## Given request
Could you return every one of the lines below, character for character, without changing anything?
---- Data section
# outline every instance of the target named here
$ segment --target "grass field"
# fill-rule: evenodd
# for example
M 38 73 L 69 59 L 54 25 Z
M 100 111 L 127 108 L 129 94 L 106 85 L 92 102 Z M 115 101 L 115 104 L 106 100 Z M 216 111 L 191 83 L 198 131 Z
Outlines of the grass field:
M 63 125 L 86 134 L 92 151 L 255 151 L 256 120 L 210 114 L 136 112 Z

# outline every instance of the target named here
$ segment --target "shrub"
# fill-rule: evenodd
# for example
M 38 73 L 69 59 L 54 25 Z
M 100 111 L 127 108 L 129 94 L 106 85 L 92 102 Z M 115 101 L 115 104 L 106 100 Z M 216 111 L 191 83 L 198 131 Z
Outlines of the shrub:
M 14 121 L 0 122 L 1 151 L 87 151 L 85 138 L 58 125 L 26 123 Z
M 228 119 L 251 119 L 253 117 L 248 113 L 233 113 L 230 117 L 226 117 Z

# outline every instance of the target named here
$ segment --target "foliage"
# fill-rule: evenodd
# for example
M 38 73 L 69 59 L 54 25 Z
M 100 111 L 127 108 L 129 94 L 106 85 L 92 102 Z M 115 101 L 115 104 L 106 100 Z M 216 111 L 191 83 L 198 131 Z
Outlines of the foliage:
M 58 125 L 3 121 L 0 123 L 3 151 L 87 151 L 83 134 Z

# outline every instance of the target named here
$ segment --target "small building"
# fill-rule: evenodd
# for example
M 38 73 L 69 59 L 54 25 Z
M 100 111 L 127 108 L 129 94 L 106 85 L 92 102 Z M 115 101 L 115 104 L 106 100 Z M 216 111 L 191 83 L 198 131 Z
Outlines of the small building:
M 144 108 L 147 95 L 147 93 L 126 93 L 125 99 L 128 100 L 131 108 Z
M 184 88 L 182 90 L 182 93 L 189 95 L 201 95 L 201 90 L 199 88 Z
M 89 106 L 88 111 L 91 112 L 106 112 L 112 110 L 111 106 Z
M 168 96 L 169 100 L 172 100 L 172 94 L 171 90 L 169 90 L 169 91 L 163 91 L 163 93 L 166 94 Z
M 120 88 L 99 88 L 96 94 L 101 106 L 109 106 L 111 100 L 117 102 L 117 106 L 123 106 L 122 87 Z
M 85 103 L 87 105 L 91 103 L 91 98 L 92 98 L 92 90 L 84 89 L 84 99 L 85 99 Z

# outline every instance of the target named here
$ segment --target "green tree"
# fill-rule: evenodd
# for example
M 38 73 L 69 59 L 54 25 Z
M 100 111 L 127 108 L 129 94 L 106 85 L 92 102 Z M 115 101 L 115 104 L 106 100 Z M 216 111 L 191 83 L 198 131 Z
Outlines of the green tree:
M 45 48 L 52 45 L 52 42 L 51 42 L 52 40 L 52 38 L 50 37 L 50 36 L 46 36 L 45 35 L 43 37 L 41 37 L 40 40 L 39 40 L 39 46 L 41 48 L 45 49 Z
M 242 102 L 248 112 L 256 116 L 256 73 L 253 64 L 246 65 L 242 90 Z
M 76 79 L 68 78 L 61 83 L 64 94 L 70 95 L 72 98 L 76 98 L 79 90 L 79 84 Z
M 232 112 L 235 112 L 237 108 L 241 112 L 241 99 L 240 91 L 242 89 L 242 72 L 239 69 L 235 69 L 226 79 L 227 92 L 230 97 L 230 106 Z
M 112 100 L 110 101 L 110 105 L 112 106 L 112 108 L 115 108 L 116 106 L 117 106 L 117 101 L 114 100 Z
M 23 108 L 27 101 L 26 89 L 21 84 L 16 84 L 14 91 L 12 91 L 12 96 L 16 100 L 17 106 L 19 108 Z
--------
## Exercise solution
# outline every instance of the target named here
$ segment --target "grass field"
# fill-rule: evenodd
# for example
M 38 73 L 69 59 L 54 25 Z
M 100 111 L 127 108 L 129 94 L 106 85 L 92 102 Z M 115 101 L 115 104 L 106 100 Z M 216 111 L 191 83 L 198 131 Z
Outlines of the grass field:
M 63 125 L 86 134 L 92 151 L 255 151 L 256 120 L 210 114 L 136 112 Z

# outline every instance of the target named here
$ segment --target "shrub"
# fill-rule: evenodd
# for example
M 38 73 L 69 59 L 54 25 Z
M 100 111 L 127 108 L 129 94 L 106 85 L 92 102 Z M 115 101 L 115 104 L 106 100 Z M 216 111 L 191 83 L 198 131 Z
Outlines of the shrub:
M 14 121 L 0 122 L 1 151 L 87 151 L 85 138 L 58 125 L 26 123 Z
M 228 119 L 251 119 L 253 117 L 248 113 L 233 113 L 230 117 L 226 117 Z

# outline every instance of the target named here
$ segment --target "foliage"
# fill-rule: evenodd
# for example
M 38 73 L 69 59 L 54 25 Z
M 100 111 L 127 108 L 129 94 L 106 85 L 92 102 Z M 115 101 L 115 104 L 106 100 Z M 216 111 L 191 83 L 198 131 Z
Outlines of the foliage:
M 58 125 L 3 121 L 0 123 L 3 151 L 87 151 L 83 134 Z

# outline every instance of the target named here
$ segment --target "small building"
# fill-rule: evenodd
# for example
M 38 73 L 69 59 L 54 25 Z
M 100 111 L 127 108 L 129 94 L 106 85 L 92 102 Z M 115 101 L 115 104 L 106 100 Z M 216 111 L 191 83 L 198 131 Z
Outlines of the small building:
M 144 108 L 147 95 L 147 93 L 126 93 L 125 99 L 128 100 L 131 108 Z
M 184 88 L 182 90 L 182 93 L 189 95 L 201 95 L 201 90 L 199 88 Z
M 89 106 L 88 111 L 91 112 L 106 112 L 112 110 L 111 106 Z
M 168 96 L 169 100 L 172 100 L 172 94 L 171 90 L 169 90 L 169 91 L 163 91 L 163 93 L 166 94 Z
M 120 88 L 99 88 L 96 94 L 101 106 L 109 106 L 111 100 L 117 102 L 117 106 L 123 106 L 122 87 Z
M 85 103 L 87 105 L 91 103 L 91 98 L 92 98 L 92 90 L 84 89 L 84 99 L 85 99 Z

# outline every instance of the target named here
$ segment --target "green tree"
# fill-rule: evenodd
# for example
M 38 73 L 69 59 L 54 25 Z
M 100 111 L 127 108 L 129 94 L 106 85 L 92 102 Z M 115 101 L 115 104 L 106 100 Z M 216 111 L 191 83 L 198 131 Z
Outlines of the green tree:
M 45 48 L 52 45 L 52 42 L 51 42 L 52 40 L 52 38 L 50 37 L 50 36 L 46 36 L 45 35 L 43 37 L 41 37 L 40 40 L 39 40 L 39 46 L 41 48 L 45 49 Z
M 242 102 L 248 112 L 256 116 L 256 73 L 253 64 L 246 65 L 242 90 Z
M 76 79 L 68 78 L 61 83 L 64 94 L 70 95 L 72 98 L 76 98 L 79 90 L 79 84 Z
M 232 112 L 235 112 L 237 108 L 241 112 L 241 99 L 240 91 L 242 89 L 242 72 L 239 69 L 235 69 L 226 79 L 227 92 L 230 97 L 230 106 Z
M 112 100 L 110 101 L 110 105 L 112 106 L 112 108 L 115 108 L 116 106 L 117 106 L 117 101 L 114 100 Z
M 23 108 L 27 101 L 26 89 L 21 84 L 16 84 L 14 91 L 12 91 L 12 96 L 16 100 L 17 106 L 19 108 Z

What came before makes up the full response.